**EXCERPT**
━━━
Jose J. Ruiz

Executive Search · COO

COO Executive Search — Jose Ruiz

COO executive search — delivered through Alder Koten. Manufacturing, supply chain, nearshoring stand-up, and integration leadership.

COO executive search is where operating judgment meets cross-functional scope. Delivered through Alder Koten, our COO search work is concentrated in manufacturing, supply chain, and nearshoring — the operating disciplines that define the US–Mexico corridor — and every mandate starts by calibrating exactly how much of the operating P&L the seat actually owns.

The COO title covers a wide range of real scope, from a single-site operating leader with an inflated title to a true multi-site, multi-function operator who runs the business while the CEO faces outward. Getting that scope right before sourcing begins is most of the work.

What this search covers

COO mandates typically span manufacturing operations, supply chain and logistics, quality, and — in some organizations — commercial oversight, reporting directly to the CEO or board. The scope varies materially by company: a single-plant operating business needs a different COO than a multi-site platform running operations across the US–Mexico corridor. We calibrate scope, reporting structure, and decision rights explicitly before sourcing begins.
━━━
**LISTED RECORDS**

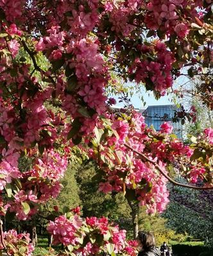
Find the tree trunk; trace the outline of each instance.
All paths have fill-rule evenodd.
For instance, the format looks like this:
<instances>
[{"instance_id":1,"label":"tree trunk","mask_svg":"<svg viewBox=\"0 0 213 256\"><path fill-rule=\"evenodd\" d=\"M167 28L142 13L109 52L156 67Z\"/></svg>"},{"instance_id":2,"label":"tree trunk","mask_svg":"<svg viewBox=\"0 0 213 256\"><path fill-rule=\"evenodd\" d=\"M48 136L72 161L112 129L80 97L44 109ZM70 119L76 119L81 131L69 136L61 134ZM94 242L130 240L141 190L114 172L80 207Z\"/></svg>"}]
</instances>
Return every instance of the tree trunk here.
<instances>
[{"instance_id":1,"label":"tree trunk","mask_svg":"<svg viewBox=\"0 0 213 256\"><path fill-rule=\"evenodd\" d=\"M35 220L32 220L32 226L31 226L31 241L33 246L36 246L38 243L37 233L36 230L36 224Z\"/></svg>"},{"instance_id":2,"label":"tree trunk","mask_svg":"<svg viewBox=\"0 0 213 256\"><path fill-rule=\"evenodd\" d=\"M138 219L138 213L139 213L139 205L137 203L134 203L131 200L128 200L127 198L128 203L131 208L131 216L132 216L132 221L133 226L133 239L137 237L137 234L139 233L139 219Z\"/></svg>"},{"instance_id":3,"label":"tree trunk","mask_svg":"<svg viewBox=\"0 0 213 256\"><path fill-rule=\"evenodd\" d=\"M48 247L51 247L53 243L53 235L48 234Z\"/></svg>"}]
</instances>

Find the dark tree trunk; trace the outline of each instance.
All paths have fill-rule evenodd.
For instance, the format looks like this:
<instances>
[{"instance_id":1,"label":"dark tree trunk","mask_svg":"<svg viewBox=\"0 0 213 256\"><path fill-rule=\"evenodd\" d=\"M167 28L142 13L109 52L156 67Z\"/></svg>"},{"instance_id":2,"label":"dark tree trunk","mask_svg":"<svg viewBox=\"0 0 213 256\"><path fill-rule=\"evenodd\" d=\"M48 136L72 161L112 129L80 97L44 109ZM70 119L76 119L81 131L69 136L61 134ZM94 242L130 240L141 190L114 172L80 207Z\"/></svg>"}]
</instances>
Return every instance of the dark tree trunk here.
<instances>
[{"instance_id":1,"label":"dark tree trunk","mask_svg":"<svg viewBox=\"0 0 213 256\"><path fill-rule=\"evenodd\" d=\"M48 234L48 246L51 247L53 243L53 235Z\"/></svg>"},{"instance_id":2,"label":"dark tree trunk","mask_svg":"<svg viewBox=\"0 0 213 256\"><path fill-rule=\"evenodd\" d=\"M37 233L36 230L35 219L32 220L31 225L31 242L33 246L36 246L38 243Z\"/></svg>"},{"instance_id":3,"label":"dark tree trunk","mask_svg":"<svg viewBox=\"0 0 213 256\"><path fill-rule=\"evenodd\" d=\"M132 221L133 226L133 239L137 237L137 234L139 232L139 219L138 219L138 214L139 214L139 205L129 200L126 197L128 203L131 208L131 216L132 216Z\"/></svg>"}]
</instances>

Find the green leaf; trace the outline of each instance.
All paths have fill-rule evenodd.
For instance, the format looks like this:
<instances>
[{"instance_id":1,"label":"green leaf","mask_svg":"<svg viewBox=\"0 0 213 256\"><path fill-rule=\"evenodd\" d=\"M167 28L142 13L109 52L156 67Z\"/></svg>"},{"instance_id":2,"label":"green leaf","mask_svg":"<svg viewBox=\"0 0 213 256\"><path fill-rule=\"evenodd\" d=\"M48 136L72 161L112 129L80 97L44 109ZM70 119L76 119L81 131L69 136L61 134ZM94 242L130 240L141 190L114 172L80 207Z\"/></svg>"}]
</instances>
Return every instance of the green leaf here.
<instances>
━━━
**EXERCISE DIRECTIONS**
Return the COO executive search text in full, word for word.

**COMPLETE RESPONSE**
Jose J. Ruiz

Executive Search · COO

COO Executive Search — Jose Ruiz

COO executive search — delivered through Alder Koten. Manufacturing, supply chain, nearshoring stand-up, and integration leadership.

COO executive search is where operating judgment meets cross-functional scope. Delivered through Alder Koten, our COO search work is concentrated in manufacturing, supply chain, and nearshoring — the operating disciplines that define the US–Mexico corridor — and every mandate starts by calibrating exactly how much of the operating P&L the seat actually owns.

The COO title covers a wide range of real scope, from a single-site operating leader with an inflated title to a true multi-site, multi-function operator who runs the business while the CEO faces outward. Getting that scope right before sourcing begins is most of the work.

What this search covers

COO mandates typically span manufacturing operations, supply chain and logistics, quality, and — in some organizations — commercial oversight, reporting directly to the CEO or board. The scope varies materially by company: a single-plant operating business needs a different COO than a multi-site platform running operations across the US–Mexico corridor. We calibrate scope, reporting structure, and decision rights explicitly before sourcing begins.